**To do**
Extend the passage about Cleo Birdwell and the men who unload their problems on her, continuing after its final sentence.

**Passage shown**
And so probably because of the narrative layering and the I’m-never-really-saying-what-I-mean nature of postmodern fiction, getting to the bottom of what this is about is tough. The cultural commentary being made, though, seems to build out of the anxiety felt by the ever-fragile patriarchy at the prospect of women’s role in society expanding into positions traditionally held by men (e.g., NHL-level hockey). Here, Cleo has to endure the hyper-sexualization of her body along with concerns about her ability to compete in a world of men, while at the same time being forced to carry the figurative weight of the emotional labor men freely (and unknowingly (and constantly)) heap onto her. Cleo in effect becomes the vessel (an icky metaphor) for these men’s problems, and so has to listen to the Rangers’ president reveal his intimacy issues, and her coach pummel her with French (because it makes him feel less lonely to speak in his mother tongue (and because, as a woman, she’ll understand this emotional need)), and her agent’s deputy talk about his mother (who she’s later prevailed upon to meet). Birdwell’s recurring line – “I just want to play hockey” – lands, by the end of the book, a bit more poignantly than it did at the start.

**Extracted data**
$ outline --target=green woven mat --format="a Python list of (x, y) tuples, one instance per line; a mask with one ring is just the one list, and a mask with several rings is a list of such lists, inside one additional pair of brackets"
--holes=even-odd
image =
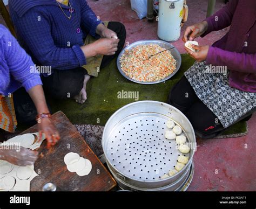
[[(52, 100), (50, 104), (52, 111), (62, 111), (73, 124), (104, 126), (116, 110), (136, 101), (134, 99), (119, 99), (118, 94), (122, 90), (138, 92), (139, 101), (156, 100), (166, 102), (171, 87), (194, 62), (187, 54), (182, 54), (181, 57), (180, 69), (171, 79), (152, 85), (137, 84), (125, 79), (119, 72), (116, 60), (113, 60), (101, 71), (98, 78), (89, 81), (87, 86), (87, 100), (85, 103), (78, 104), (70, 99)], [(244, 135), (246, 131), (246, 123), (241, 122), (230, 127), (225, 134), (238, 134), (239, 136)]]

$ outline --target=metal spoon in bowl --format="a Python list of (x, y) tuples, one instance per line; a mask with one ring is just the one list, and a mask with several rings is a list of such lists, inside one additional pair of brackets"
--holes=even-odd
[(150, 55), (150, 57), (149, 57), (149, 58), (147, 58), (147, 60), (149, 60), (151, 57), (152, 57), (153, 56), (155, 56), (157, 54), (160, 54), (160, 53), (162, 53), (162, 52), (165, 52), (166, 51), (168, 51), (168, 50), (172, 50), (173, 48), (175, 48), (175, 46), (173, 46), (171, 48), (168, 48), (167, 50), (164, 50), (164, 51), (162, 51), (161, 52), (158, 52), (158, 53), (157, 53), (156, 54), (153, 54), (153, 55)]

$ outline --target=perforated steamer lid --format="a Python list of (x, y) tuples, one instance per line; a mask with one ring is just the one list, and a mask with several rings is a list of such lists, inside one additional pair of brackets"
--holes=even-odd
[(174, 169), (179, 156), (190, 157), (176, 149), (175, 140), (165, 138), (169, 120), (146, 113), (120, 121), (112, 130), (106, 154), (113, 166), (130, 178), (156, 181)]

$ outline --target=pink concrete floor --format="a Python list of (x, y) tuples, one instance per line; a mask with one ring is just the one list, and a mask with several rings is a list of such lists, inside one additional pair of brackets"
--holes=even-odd
[[(145, 39), (158, 39), (157, 23), (139, 20), (131, 10), (129, 0), (88, 0), (97, 16), (104, 20), (123, 23), (127, 30), (130, 43)], [(215, 10), (225, 5), (224, 0), (217, 0)], [(188, 0), (190, 11), (186, 26), (203, 20), (206, 14), (207, 0)], [(204, 38), (200, 45), (211, 45), (225, 34), (228, 29), (214, 32)], [(179, 52), (185, 53), (180, 38), (173, 43)], [(195, 173), (188, 191), (255, 191), (256, 115), (248, 122), (249, 134), (235, 138), (198, 140), (194, 155)]]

**Answer to the problem**
If you’re a DeLillo completist and have a few extra dollars lying around, then this is definitely worth your time, but at the end of the whole everything this book aims for laughs and isn’t funny (at least, not anymore).
Don Delillo is the real author of this fictional memoir of a female goalie in the NHL. Cleo Birdwell is a pseudonym. My own feeling is that Delillo is at his best when he's just having fun and being funny, both of which he's doing here. None of the pretense of say, Underworld or The Names, where he's trying too hard. Some of it may be a little too silly, but it's still a fun ride. Also, some of the best/funniest sex scenes in literature. I just regret that I lost my copy. Damn.